▶ Information provided

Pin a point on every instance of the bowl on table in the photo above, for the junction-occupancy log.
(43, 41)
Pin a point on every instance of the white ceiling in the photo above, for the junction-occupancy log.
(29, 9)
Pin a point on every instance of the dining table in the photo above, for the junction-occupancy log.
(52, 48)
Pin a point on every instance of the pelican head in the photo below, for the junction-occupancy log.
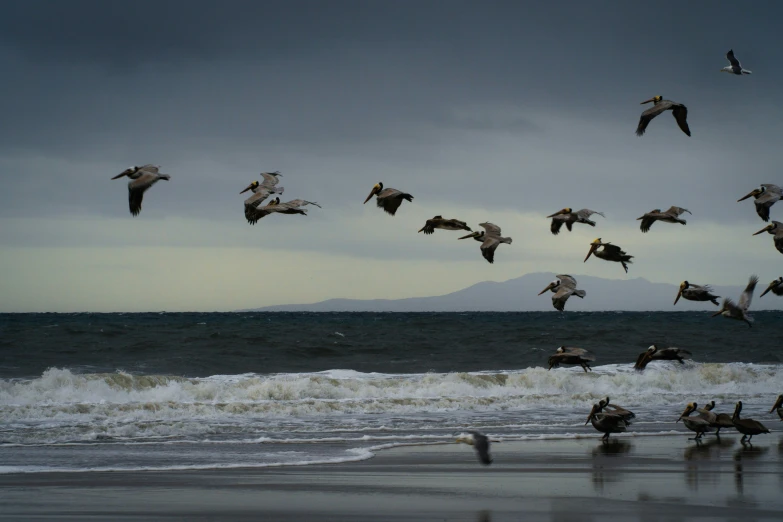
(376, 189)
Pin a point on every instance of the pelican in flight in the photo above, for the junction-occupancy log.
(693, 292)
(388, 199)
(490, 239)
(679, 111)
(670, 216)
(735, 67)
(480, 442)
(776, 287)
(739, 311)
(569, 355)
(764, 197)
(563, 288)
(568, 218)
(776, 229)
(609, 252)
(444, 224)
(142, 178)
(653, 353)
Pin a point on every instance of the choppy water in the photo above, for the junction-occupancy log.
(188, 391)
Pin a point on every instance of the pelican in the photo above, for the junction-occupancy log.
(776, 229)
(764, 198)
(480, 442)
(142, 178)
(670, 216)
(653, 353)
(699, 425)
(679, 111)
(388, 199)
(564, 288)
(735, 67)
(490, 239)
(606, 423)
(748, 427)
(693, 292)
(444, 224)
(567, 217)
(739, 311)
(569, 355)
(609, 252)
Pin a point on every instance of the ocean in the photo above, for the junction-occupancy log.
(177, 391)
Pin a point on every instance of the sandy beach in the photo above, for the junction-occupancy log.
(646, 478)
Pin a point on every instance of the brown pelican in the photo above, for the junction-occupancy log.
(739, 311)
(748, 427)
(679, 111)
(564, 288)
(388, 199)
(569, 355)
(142, 178)
(480, 442)
(444, 224)
(735, 67)
(490, 239)
(693, 292)
(568, 218)
(776, 229)
(609, 252)
(605, 422)
(764, 198)
(670, 216)
(653, 353)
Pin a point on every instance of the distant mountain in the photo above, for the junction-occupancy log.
(520, 295)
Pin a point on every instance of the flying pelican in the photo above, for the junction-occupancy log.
(609, 252)
(739, 311)
(569, 355)
(568, 218)
(388, 199)
(679, 111)
(142, 178)
(480, 442)
(776, 229)
(776, 287)
(489, 240)
(748, 427)
(564, 288)
(653, 353)
(670, 216)
(735, 67)
(693, 292)
(764, 198)
(444, 224)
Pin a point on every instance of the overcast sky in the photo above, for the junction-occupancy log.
(484, 111)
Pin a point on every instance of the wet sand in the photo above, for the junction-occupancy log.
(663, 478)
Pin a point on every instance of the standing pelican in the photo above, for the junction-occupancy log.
(563, 288)
(444, 224)
(670, 216)
(490, 239)
(776, 287)
(776, 229)
(388, 199)
(653, 353)
(567, 217)
(693, 292)
(739, 311)
(609, 252)
(735, 67)
(764, 198)
(142, 178)
(748, 427)
(679, 111)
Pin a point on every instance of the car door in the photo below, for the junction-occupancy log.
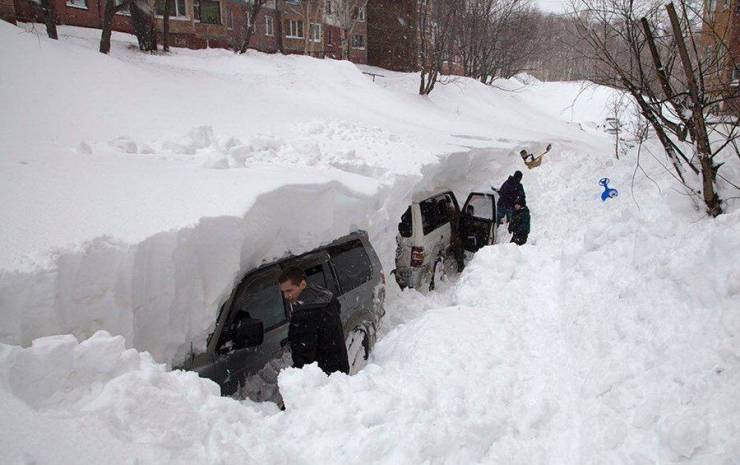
(436, 227)
(352, 267)
(478, 221)
(258, 298)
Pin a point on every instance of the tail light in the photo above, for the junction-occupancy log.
(417, 256)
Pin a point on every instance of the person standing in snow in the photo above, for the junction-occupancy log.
(510, 190)
(519, 225)
(455, 239)
(315, 331)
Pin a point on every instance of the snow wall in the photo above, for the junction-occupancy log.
(163, 294)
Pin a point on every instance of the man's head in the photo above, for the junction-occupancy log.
(292, 283)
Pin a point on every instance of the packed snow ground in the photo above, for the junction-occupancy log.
(613, 337)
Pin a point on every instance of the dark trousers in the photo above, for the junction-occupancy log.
(519, 240)
(502, 212)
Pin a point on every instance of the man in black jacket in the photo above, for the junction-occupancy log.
(315, 331)
(519, 225)
(510, 190)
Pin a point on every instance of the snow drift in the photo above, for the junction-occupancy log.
(613, 337)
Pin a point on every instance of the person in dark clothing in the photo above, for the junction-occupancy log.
(519, 225)
(510, 190)
(315, 331)
(455, 240)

▶ Set task
Only the lines from the one that holds "Pin a point on every instance of the overcast" through the end of the records above should be printed again, exactly as they are. Leave out the pictures.

▶ Result for this exercise
Pin a point on every instance of the overcast sky in the photo above, for the junction-occupancy log.
(484, 111)
Pin a point on every instance of the wet sand in the photo above, for the junction-occupancy log.
(663, 478)
Pin a point on every instance of the standing pelican in the photo above, for the junction-occupancy log.
(563, 288)
(444, 224)
(670, 216)
(490, 239)
(776, 287)
(776, 229)
(388, 199)
(653, 353)
(567, 217)
(693, 292)
(739, 311)
(609, 252)
(735, 67)
(764, 198)
(142, 178)
(748, 427)
(679, 111)
Pin a point on every instance of the car door in the photo below, for the junction-occupancy log.
(436, 227)
(352, 267)
(478, 221)
(258, 298)
Pin a point on every instance of the tail light in the photo above, for the junction-occupancy log.
(417, 256)
Pin a point on every instance of the person standing in snow in the photo above, for the junction-occupancy log.
(510, 190)
(519, 225)
(455, 239)
(315, 331)
Pin a point on every instance of the snow wall in the photo above, for the junction-occupancy log.
(163, 294)
Pin a point on every instance of the man's head in the photo above, for the junction-occupancy log.
(292, 283)
Pin a point on every instance of the packed snow ground in the photo above, for the junction-occupancy log.
(613, 337)
Pin a point on every instance of the dark trousers in the photo above, for the junction-occupancy log.
(519, 240)
(502, 212)
Pin a point on every instance of the man in black jacket in the photo above, for the junction-occupancy log.
(315, 331)
(519, 225)
(510, 190)
Pin a point on every instance of the snow drift in the photo above, for the junction-occupancy log.
(613, 337)
Pin a point on every instance of the person in dark clothing in the photo above, for the junction-occupancy log.
(519, 225)
(510, 190)
(315, 331)
(455, 240)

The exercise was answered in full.